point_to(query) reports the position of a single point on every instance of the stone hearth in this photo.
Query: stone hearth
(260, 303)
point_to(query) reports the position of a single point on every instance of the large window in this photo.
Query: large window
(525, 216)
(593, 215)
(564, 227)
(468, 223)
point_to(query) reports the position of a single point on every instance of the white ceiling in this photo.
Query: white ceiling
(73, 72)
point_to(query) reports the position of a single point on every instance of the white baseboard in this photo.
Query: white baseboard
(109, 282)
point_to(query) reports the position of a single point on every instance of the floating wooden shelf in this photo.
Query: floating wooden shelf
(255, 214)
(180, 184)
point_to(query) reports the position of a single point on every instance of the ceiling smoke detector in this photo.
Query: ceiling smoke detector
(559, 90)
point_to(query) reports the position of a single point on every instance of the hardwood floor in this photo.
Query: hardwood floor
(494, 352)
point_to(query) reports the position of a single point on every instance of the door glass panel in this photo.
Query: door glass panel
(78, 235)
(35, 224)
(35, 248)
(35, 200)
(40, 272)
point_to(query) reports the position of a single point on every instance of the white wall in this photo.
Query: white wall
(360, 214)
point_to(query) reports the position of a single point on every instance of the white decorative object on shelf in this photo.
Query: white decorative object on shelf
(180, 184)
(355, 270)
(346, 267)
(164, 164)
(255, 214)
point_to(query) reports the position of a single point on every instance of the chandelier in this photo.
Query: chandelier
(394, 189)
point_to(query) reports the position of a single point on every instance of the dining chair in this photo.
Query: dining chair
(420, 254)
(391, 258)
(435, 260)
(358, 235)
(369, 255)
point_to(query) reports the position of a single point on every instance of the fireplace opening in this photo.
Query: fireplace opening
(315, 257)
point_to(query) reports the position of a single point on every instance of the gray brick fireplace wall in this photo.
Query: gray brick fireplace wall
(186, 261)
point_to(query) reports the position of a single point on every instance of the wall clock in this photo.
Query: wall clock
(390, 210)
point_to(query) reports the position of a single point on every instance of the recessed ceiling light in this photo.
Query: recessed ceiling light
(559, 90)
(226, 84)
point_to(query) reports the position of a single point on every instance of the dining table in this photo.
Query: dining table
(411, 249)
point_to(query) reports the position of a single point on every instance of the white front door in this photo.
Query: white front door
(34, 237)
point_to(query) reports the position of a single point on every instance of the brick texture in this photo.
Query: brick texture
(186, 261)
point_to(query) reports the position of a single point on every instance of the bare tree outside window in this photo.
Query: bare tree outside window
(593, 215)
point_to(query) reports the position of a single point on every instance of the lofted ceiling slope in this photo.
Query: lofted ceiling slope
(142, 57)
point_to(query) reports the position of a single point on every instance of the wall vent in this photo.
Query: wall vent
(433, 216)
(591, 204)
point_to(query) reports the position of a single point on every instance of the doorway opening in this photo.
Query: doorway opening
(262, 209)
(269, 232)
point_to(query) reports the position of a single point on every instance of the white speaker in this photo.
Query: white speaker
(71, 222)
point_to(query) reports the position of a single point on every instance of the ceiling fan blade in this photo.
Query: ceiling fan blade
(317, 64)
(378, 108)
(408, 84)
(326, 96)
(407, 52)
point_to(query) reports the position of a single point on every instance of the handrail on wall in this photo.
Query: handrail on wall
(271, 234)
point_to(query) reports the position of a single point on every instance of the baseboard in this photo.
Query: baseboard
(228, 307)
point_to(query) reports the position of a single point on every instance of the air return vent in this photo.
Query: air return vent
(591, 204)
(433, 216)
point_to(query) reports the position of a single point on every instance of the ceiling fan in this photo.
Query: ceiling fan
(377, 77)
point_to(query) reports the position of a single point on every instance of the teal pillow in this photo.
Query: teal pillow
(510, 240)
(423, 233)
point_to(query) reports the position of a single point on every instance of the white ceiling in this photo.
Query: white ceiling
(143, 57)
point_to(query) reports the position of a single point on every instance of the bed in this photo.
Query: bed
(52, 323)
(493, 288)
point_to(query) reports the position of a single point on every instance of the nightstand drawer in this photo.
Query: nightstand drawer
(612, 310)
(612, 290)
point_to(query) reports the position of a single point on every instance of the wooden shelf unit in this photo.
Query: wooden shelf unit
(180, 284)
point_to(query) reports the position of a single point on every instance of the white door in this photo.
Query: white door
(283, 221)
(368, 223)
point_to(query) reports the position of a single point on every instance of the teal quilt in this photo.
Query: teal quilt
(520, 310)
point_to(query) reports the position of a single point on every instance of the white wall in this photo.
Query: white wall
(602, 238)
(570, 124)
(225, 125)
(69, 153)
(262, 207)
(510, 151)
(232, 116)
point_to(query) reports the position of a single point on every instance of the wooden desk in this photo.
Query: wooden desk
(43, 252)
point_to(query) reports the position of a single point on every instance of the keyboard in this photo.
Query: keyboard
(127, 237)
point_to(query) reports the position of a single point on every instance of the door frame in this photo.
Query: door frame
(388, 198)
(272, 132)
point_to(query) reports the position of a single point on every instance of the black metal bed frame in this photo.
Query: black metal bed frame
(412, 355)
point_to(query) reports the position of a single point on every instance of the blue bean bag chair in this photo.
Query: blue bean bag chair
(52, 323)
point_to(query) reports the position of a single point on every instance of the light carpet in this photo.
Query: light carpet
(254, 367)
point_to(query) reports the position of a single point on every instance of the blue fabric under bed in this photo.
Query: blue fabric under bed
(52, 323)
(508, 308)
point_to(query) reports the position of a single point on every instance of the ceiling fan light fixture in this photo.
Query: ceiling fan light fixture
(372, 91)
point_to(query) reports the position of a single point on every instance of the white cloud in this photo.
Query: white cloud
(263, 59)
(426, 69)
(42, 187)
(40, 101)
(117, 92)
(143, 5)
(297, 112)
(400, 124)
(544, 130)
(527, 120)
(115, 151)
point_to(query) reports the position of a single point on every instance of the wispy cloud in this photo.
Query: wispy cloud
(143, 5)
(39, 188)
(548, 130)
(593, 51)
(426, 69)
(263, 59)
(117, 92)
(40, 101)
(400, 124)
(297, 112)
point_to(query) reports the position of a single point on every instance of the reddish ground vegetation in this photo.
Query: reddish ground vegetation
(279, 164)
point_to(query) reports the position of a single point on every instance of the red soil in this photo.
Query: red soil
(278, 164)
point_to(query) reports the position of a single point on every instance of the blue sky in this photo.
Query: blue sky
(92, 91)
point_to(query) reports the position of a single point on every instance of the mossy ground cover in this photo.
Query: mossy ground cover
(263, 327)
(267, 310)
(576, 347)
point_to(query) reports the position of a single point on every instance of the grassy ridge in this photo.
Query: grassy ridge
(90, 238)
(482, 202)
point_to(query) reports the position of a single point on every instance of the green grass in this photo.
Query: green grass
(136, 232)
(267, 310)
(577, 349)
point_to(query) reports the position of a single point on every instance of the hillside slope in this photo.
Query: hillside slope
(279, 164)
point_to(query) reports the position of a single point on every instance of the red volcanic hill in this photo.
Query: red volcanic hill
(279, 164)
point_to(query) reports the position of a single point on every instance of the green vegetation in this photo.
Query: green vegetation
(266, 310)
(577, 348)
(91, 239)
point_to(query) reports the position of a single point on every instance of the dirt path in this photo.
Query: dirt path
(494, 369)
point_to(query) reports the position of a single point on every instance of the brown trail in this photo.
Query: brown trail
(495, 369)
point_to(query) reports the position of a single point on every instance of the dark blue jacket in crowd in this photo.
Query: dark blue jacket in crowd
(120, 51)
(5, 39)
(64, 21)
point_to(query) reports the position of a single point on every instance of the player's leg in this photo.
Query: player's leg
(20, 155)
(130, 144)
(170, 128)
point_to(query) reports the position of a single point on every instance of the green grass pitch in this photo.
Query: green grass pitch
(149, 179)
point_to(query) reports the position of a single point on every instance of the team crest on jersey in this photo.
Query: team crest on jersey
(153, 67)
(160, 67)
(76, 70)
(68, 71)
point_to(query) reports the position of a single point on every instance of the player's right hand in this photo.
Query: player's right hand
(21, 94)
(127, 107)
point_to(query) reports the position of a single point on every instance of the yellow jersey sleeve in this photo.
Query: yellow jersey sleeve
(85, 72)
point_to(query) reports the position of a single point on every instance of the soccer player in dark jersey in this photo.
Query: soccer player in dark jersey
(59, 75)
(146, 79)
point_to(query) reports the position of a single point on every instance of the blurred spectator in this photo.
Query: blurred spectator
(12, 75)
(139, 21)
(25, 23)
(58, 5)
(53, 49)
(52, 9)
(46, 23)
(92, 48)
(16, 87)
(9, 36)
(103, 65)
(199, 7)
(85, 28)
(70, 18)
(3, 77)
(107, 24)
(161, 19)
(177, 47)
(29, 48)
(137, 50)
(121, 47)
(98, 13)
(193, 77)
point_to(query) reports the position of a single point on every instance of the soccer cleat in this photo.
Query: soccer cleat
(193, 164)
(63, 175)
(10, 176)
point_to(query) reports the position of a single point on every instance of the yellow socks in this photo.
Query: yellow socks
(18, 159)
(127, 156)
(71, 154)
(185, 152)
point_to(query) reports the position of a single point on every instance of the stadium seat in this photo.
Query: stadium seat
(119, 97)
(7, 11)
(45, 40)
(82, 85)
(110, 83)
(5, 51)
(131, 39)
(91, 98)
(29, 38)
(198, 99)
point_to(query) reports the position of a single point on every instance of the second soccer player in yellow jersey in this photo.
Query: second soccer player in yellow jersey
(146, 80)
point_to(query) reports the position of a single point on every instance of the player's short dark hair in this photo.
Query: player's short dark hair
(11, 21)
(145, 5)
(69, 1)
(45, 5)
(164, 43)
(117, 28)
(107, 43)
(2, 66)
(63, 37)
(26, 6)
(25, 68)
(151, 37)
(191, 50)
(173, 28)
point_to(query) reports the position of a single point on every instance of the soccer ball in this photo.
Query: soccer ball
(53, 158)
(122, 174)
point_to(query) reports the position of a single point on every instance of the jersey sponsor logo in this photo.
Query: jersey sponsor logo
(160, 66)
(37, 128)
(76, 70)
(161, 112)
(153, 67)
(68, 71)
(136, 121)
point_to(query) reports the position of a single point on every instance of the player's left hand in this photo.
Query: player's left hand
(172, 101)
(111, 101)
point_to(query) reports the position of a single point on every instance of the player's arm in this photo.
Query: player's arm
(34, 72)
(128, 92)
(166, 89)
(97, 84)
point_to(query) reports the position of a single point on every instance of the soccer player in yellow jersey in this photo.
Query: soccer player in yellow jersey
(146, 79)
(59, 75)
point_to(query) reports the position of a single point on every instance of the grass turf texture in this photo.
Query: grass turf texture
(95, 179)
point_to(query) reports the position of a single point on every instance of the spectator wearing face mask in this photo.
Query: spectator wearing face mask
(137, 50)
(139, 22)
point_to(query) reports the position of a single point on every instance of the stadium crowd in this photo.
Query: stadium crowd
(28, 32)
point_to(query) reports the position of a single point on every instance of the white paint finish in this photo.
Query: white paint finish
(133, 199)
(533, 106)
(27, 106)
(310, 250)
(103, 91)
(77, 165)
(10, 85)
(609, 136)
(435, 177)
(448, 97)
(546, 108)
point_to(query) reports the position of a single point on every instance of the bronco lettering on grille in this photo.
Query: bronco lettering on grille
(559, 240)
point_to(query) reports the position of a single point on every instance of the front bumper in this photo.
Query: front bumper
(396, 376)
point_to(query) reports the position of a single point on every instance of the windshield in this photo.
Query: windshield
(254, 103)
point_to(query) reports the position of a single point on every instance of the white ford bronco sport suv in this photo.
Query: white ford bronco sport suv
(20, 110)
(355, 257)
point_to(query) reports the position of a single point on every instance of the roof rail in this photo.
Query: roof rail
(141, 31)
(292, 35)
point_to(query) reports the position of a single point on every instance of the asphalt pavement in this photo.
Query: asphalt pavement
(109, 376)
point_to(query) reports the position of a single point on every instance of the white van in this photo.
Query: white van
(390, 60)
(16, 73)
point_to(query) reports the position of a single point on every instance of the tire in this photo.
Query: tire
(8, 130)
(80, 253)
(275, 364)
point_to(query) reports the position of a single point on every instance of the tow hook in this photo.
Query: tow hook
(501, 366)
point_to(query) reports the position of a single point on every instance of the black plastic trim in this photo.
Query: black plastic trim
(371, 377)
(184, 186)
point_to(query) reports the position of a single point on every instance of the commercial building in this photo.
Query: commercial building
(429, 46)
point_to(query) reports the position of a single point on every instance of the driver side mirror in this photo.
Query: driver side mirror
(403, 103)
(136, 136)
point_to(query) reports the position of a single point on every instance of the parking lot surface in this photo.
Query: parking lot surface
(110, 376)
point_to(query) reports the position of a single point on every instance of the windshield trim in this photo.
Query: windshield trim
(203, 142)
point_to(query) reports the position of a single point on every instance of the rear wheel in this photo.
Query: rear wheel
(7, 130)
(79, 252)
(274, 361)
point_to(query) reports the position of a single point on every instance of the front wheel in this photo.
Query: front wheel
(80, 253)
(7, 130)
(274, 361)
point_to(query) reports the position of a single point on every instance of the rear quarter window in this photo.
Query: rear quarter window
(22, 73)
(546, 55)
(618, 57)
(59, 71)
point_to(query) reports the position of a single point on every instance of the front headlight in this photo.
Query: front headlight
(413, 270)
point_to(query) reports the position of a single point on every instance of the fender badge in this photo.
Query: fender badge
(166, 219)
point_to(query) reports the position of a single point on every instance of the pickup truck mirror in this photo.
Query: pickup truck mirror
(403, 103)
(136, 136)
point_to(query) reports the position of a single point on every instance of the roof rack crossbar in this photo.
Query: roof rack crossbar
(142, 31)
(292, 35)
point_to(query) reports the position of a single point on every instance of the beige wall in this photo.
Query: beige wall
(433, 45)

· · · · · · ·

Exercise aim: Please reproduce the lines from the line with "Query: light carpet" to the line with "white cloud in this photo.", both ends included, exactly as they appear above.

Response:
Query: light carpet
(254, 367)
point_to(query) reports the position of a single point on every instance of the blue fabric under bed in this photo.
Query: blue fabric under bed
(52, 323)
(508, 308)
point_to(query) reports the position of a single point on every instance of the ceiling fan light fixture in this photo.
Query: ceiling fan light fixture
(372, 91)
point_to(query) reports the position of a single point on every instance of the white cloud in this photo.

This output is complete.